● Exercise aim
Return each line in the records below that contains the string "Target".

Object location annotation data:
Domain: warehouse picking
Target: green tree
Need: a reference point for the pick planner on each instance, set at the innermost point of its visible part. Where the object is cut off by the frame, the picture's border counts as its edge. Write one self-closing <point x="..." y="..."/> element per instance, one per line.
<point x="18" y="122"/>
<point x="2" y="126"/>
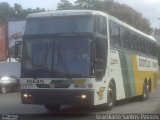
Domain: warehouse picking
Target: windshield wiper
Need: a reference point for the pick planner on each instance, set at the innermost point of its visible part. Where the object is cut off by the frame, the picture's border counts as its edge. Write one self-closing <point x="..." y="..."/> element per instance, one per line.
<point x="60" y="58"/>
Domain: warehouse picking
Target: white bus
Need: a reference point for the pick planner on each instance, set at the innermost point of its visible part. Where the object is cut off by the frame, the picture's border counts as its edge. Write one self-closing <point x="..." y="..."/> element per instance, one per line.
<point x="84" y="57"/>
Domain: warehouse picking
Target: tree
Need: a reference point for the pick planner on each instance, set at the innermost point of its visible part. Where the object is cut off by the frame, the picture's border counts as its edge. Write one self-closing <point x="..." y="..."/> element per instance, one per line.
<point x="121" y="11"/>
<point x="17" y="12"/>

* * *

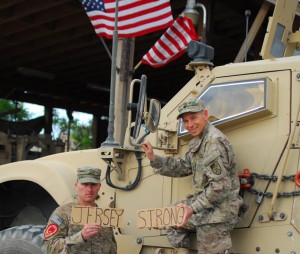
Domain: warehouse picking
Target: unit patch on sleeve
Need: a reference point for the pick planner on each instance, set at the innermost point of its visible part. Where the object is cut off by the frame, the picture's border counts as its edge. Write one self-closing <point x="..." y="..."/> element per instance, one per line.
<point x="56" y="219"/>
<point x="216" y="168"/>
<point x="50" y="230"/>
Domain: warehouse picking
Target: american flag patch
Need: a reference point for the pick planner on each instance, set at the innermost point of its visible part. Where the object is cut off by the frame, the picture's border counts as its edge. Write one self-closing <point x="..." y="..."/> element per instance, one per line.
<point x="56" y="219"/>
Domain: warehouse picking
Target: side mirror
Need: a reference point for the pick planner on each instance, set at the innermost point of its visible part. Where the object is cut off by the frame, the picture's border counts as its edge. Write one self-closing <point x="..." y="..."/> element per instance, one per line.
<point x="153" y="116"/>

● Task answer
Target: green tree
Target: windshield wiper
Target: white bus
Target: tree
Target: unit patch on sleeve
Target: american flag patch
Target: side mirror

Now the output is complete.